▸ **What the task asks**
Starting at the first line of the records and going on through the line with "negative clicks: (25, 361) (5, 323)", format those lines as a numbered list with any blank lines left out.

▸ **Given information**

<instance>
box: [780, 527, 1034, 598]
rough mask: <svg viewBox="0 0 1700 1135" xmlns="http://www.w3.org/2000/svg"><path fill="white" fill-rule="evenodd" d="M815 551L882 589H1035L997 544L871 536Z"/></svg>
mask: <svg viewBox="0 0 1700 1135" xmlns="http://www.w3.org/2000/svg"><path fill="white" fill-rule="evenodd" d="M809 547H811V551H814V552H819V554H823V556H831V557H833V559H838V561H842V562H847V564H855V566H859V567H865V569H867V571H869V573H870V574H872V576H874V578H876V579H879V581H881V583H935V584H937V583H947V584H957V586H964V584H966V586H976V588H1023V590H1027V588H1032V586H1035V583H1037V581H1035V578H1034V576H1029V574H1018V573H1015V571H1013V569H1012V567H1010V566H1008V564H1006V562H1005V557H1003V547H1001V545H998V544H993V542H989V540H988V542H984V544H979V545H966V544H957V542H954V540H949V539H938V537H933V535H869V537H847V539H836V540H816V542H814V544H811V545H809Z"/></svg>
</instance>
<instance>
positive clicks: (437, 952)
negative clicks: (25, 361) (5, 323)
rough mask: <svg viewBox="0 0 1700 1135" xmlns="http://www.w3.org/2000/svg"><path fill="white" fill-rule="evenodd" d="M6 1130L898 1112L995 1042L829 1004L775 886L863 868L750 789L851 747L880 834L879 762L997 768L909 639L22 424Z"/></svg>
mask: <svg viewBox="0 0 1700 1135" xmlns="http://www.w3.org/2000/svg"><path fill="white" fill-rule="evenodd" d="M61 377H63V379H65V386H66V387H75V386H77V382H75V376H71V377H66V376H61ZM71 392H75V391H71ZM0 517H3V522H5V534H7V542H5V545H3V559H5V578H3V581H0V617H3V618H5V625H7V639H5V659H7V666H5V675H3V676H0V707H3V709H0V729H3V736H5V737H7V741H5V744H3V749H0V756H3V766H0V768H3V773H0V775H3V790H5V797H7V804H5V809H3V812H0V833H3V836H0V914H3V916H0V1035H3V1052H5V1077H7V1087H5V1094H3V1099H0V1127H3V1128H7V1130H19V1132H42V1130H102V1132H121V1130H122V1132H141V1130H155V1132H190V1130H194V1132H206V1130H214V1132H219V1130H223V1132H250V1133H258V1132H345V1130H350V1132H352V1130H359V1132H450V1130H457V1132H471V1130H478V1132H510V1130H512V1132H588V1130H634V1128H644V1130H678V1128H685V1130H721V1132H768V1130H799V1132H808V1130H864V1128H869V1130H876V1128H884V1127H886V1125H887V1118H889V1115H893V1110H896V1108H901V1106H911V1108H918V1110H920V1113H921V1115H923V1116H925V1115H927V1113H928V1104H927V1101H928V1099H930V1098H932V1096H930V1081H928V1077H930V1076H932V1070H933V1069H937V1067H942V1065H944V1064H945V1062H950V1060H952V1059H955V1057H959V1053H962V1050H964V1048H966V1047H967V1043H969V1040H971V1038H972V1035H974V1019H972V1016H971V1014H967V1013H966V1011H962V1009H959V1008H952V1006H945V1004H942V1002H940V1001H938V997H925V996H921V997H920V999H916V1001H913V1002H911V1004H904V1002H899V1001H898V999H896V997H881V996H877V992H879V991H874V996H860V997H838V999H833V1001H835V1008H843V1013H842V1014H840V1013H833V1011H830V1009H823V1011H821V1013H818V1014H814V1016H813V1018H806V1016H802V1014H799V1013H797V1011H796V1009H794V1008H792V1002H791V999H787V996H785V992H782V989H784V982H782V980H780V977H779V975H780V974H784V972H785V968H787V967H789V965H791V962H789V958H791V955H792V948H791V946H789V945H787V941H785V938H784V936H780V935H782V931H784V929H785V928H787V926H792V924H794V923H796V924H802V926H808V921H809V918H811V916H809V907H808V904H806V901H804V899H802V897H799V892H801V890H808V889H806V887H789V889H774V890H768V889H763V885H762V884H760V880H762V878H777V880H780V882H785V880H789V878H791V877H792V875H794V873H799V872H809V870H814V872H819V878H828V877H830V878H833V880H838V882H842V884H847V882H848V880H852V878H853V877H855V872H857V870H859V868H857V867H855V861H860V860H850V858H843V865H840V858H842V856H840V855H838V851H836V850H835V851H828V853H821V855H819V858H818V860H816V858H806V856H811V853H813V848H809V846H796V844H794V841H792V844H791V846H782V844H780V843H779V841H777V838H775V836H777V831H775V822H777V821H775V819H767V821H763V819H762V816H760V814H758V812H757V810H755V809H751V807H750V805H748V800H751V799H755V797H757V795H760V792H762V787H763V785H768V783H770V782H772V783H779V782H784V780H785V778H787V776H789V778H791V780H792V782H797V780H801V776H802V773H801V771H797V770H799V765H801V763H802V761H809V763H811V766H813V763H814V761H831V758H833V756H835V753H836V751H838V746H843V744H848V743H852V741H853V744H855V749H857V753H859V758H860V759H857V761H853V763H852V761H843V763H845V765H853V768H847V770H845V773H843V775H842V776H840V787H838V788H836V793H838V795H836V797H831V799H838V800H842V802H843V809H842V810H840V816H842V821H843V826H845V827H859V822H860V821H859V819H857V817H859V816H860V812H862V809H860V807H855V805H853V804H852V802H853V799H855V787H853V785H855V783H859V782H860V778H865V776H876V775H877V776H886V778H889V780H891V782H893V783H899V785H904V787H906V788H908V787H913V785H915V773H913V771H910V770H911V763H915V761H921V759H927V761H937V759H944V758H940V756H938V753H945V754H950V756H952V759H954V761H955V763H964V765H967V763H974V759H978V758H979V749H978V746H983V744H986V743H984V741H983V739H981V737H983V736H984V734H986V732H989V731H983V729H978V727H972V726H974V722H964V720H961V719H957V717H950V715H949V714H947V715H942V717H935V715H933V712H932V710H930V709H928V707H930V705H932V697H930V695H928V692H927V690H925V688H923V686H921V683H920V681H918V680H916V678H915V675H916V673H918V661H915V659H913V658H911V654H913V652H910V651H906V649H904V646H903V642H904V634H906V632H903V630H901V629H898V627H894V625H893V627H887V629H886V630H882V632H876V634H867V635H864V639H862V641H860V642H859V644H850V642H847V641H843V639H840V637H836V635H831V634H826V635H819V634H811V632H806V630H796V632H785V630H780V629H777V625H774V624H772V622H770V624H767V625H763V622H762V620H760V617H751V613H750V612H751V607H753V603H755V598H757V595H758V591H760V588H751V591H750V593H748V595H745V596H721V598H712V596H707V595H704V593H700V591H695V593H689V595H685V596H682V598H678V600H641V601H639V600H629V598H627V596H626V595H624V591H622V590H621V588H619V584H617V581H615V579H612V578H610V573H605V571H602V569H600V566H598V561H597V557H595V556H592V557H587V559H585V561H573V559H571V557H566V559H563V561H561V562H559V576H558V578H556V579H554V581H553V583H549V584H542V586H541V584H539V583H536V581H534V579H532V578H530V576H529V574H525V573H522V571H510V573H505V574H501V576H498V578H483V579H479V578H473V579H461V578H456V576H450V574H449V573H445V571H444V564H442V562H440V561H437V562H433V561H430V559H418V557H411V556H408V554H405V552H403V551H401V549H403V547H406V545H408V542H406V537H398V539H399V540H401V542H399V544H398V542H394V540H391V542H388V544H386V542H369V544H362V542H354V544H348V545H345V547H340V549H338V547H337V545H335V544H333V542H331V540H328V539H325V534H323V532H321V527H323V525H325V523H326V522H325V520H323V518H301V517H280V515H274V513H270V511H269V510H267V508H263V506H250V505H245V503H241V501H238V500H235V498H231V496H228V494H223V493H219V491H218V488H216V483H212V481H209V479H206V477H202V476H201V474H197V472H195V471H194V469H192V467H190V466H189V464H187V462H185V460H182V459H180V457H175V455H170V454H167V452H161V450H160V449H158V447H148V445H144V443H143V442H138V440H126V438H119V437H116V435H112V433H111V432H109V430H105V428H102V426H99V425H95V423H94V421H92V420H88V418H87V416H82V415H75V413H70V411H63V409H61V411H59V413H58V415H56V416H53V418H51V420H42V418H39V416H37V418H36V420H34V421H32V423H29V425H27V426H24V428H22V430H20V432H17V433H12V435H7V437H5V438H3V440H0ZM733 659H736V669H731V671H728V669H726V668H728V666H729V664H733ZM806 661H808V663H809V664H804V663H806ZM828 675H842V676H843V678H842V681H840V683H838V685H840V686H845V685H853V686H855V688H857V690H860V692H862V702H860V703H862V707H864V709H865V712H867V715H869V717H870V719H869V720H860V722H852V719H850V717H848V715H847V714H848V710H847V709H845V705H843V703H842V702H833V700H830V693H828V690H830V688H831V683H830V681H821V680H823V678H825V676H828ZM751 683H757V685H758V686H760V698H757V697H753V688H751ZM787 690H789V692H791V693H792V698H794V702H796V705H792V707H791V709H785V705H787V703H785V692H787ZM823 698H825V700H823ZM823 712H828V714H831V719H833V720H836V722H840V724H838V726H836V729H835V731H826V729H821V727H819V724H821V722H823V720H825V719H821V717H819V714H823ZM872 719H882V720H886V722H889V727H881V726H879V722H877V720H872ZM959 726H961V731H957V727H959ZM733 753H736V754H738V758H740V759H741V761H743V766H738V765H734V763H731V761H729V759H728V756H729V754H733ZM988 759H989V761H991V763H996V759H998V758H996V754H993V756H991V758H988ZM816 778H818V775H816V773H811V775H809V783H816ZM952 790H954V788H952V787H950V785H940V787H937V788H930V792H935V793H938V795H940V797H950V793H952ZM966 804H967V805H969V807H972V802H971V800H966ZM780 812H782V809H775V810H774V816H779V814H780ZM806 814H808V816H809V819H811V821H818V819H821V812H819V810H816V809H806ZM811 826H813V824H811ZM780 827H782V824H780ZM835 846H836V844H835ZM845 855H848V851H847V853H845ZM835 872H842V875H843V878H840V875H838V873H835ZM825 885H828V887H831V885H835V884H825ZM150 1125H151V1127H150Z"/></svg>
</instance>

▸ **Result of this task**
1. <instance>
2. box: [780, 527, 1034, 598]
3. rough mask: <svg viewBox="0 0 1700 1135" xmlns="http://www.w3.org/2000/svg"><path fill="white" fill-rule="evenodd" d="M815 551L882 589H1035L997 544L871 536Z"/></svg>
4. mask: <svg viewBox="0 0 1700 1135" xmlns="http://www.w3.org/2000/svg"><path fill="white" fill-rule="evenodd" d="M809 547H811V551H814V552H819V554H823V556H831V557H833V559H838V561H842V562H847V564H855V566H859V567H865V569H867V571H869V573H870V574H872V576H874V578H876V579H879V581H881V583H935V584H937V583H947V584H957V586H964V584H966V586H976V588H1023V590H1027V588H1032V586H1035V583H1037V581H1035V578H1034V576H1029V574H1018V573H1015V571H1013V569H1012V567H1010V566H1008V564H1006V562H1005V557H1003V547H1001V545H998V544H993V542H989V540H988V542H984V544H979V545H966V544H957V542H954V540H949V539H938V537H933V535H869V537H847V539H836V540H816V542H814V544H811V545H809Z"/></svg>
5. </instance>
6. <instance>
7. positive clicks: (437, 952)
8. negative clicks: (25, 361) (5, 323)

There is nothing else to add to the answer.